#### Directions:
Lay out the material below as a JSON list of strings, one string per line and no blank lines, starting at the line containing "like [(494, 188)]." and ending at the line containing "[(413, 172)]". Include no other lines.

Items listed in a dataset
-*-

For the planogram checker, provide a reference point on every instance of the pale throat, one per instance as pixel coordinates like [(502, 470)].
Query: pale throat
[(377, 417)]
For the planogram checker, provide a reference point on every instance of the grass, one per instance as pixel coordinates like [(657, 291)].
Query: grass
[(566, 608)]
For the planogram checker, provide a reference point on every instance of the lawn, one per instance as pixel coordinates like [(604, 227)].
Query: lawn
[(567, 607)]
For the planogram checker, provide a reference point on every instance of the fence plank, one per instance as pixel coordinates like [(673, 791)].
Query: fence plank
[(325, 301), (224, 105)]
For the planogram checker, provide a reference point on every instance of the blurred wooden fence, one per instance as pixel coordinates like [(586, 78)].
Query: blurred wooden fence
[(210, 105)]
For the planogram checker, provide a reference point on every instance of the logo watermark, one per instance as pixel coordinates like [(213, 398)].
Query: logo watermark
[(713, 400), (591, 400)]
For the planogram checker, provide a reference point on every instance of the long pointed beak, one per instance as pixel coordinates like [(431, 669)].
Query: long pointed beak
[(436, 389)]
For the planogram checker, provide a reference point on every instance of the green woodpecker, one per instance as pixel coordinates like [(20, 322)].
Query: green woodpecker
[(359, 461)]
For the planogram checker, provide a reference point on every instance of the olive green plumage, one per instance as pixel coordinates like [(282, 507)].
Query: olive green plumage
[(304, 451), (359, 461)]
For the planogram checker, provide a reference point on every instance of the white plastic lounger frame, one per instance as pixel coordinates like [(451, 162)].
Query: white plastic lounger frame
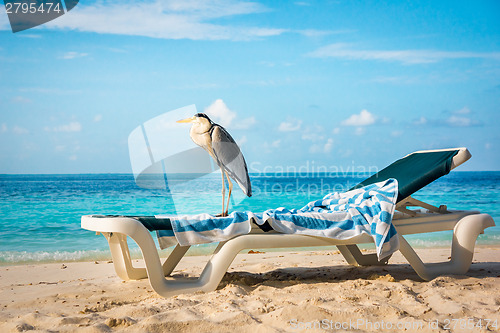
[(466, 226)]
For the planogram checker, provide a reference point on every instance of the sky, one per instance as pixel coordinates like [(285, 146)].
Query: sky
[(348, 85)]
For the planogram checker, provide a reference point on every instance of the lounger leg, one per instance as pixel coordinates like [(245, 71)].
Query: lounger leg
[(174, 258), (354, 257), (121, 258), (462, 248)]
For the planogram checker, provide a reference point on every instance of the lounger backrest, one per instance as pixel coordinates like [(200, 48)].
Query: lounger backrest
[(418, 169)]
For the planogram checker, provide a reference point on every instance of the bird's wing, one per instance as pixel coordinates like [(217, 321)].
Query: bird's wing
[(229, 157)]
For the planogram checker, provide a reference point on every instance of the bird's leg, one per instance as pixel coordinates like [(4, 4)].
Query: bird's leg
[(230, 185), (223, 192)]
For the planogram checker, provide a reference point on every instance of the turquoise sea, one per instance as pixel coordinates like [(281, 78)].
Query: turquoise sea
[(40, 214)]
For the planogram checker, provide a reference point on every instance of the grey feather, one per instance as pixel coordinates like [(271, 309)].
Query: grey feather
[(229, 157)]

-*-

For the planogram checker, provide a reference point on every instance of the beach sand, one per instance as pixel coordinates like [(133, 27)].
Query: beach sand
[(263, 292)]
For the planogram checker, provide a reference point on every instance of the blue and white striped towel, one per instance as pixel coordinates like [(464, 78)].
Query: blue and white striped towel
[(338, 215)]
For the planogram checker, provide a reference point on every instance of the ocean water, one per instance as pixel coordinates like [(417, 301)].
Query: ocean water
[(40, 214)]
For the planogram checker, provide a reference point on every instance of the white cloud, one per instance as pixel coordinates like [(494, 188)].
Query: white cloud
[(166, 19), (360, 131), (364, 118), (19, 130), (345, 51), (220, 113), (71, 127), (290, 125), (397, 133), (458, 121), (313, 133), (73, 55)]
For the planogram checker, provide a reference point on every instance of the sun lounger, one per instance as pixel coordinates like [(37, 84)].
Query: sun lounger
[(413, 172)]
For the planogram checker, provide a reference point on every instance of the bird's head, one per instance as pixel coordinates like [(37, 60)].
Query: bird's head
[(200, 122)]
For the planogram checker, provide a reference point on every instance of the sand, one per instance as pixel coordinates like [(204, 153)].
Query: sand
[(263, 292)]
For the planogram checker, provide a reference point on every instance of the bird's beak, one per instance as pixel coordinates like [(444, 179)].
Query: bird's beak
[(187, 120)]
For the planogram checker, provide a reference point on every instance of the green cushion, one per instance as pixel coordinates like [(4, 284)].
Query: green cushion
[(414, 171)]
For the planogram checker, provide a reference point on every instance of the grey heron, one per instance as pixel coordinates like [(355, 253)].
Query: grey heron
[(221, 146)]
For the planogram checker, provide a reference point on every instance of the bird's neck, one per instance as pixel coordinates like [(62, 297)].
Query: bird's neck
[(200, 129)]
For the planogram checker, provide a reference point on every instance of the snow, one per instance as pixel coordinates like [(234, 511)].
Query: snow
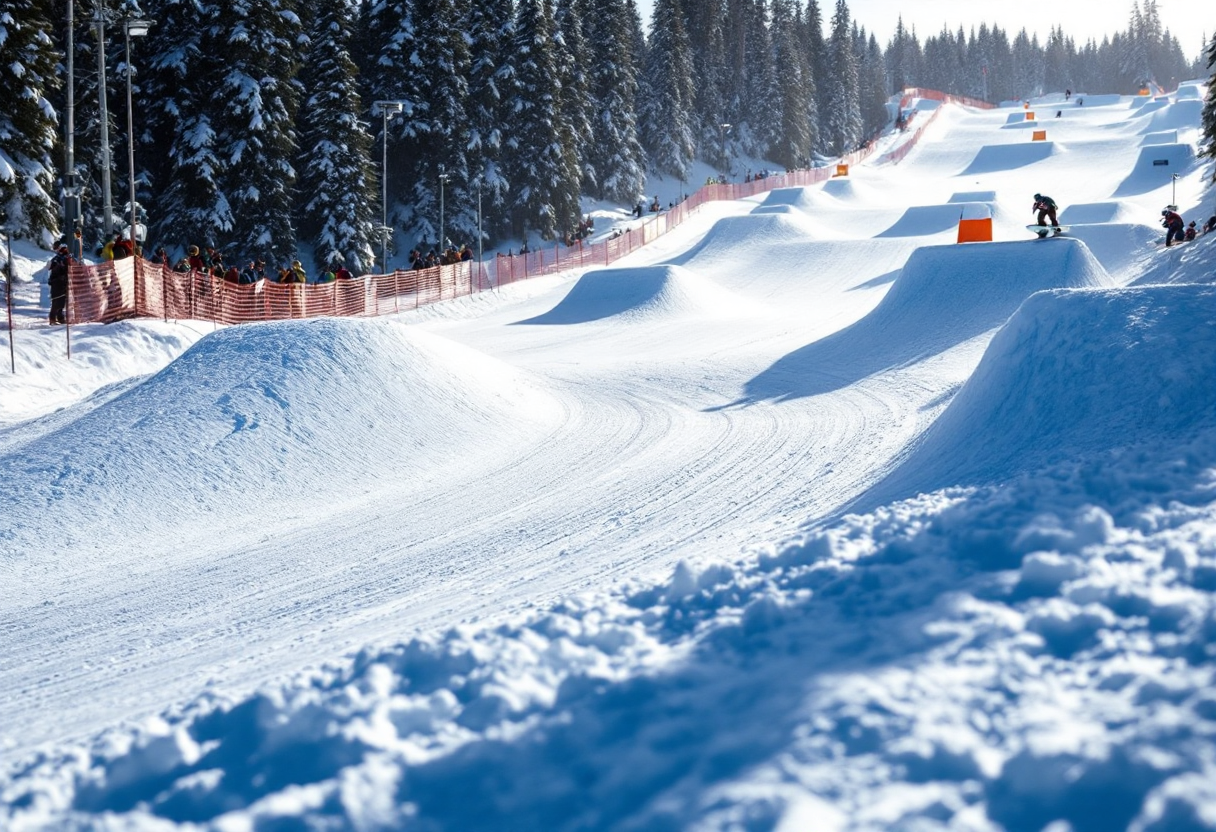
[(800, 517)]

-*-

#### Expected answer:
[
  "For the planogram checker, provide a reference point on every instance of the white cloud, one per instance as pixel coordinates like [(494, 188)].",
  "Query: white cloud",
  "[(166, 19), (360, 131), (364, 118), (19, 130), (345, 51), (220, 113), (71, 127), (290, 125), (397, 133), (458, 121), (313, 133), (73, 55)]",
  "For the planogram checker, provide a reference point on every instance of the sun lounger, one per instance as pixel coordinates like [(37, 84)].",
  "Query: sun lounger",
  "[(413, 172)]"
]